INPUT START
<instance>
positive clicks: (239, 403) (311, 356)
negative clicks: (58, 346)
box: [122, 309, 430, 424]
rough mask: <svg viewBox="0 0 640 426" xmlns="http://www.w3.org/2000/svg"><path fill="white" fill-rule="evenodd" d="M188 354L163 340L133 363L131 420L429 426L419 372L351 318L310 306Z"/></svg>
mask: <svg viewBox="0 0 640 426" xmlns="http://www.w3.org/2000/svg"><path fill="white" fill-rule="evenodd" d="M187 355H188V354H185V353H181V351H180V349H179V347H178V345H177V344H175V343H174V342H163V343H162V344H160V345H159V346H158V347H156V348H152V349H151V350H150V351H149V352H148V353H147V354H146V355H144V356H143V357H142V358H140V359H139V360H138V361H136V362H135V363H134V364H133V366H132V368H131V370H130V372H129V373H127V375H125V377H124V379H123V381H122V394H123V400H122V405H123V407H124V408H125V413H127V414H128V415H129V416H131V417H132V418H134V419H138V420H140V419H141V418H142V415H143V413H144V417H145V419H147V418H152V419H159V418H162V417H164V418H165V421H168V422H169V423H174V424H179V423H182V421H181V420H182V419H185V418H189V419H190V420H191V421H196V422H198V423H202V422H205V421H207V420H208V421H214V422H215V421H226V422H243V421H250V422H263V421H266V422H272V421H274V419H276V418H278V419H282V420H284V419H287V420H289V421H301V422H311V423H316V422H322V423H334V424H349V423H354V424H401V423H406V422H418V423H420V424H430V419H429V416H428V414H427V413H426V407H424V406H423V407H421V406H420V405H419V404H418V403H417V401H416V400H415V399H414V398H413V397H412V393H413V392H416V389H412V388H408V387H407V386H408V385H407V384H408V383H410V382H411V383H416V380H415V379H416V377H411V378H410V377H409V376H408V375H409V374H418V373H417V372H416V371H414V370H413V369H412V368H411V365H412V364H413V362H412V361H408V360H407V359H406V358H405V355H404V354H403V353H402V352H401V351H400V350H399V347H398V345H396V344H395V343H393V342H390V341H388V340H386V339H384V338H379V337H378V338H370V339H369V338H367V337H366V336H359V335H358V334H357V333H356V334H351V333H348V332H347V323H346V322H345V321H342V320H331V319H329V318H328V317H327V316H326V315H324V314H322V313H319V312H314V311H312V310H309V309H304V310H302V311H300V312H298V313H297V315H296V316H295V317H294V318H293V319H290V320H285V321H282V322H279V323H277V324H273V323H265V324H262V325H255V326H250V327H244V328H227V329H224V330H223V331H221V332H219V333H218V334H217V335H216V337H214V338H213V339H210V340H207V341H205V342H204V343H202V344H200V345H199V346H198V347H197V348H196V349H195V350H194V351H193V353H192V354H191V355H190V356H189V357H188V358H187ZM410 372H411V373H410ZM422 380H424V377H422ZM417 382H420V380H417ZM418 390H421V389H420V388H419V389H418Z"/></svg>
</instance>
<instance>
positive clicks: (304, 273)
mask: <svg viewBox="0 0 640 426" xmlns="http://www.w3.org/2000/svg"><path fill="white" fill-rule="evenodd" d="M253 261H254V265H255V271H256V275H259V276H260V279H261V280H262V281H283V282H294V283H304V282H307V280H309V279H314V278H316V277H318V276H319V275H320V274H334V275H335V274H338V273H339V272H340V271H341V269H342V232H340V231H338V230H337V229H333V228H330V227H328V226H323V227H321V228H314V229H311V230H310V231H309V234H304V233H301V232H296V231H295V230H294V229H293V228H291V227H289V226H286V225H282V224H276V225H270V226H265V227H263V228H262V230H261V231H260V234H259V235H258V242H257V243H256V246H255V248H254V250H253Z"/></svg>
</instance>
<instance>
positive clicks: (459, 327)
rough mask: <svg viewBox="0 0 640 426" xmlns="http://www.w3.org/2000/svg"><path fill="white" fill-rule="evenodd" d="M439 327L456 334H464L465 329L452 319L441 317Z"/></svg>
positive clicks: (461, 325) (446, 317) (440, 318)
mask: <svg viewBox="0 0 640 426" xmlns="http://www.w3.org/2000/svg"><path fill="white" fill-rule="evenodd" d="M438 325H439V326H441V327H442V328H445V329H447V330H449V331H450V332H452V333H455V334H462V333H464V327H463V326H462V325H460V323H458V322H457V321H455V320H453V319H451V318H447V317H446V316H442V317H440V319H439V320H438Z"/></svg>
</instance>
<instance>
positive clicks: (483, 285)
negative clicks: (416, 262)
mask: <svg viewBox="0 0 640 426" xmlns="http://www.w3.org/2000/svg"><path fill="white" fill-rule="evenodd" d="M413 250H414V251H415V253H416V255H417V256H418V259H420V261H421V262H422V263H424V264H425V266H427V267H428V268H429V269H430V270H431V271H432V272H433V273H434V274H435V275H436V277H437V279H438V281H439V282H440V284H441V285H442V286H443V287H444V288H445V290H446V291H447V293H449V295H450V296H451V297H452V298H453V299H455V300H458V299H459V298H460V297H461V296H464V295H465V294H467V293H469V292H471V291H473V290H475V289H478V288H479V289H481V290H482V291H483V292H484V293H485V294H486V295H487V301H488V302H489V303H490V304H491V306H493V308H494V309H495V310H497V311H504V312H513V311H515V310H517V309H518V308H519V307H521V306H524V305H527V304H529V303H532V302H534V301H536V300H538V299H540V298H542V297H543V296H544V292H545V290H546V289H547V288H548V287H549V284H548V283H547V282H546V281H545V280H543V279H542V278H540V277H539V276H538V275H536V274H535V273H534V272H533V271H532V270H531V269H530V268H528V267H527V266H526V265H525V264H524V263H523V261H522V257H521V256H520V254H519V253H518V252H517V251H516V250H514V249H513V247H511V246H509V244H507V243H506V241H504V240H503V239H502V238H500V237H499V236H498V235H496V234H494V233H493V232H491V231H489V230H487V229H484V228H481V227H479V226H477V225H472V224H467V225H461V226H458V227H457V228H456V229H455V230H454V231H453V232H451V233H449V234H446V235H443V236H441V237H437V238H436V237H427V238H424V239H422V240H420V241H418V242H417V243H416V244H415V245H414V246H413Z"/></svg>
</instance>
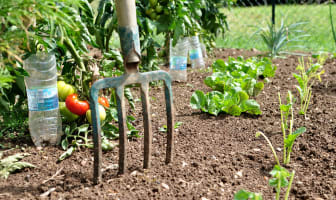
INPUT END
(TASK INSTRUCTIONS)
Only the lines from the first line of the records through the line containing "box: [122, 309, 430, 424]" should be repeated, exactly as they appear.

(RESPONSE)
<instance>
positive clicks: (239, 403) (311, 356)
negative clicks: (58, 346)
box: [122, 309, 430, 424]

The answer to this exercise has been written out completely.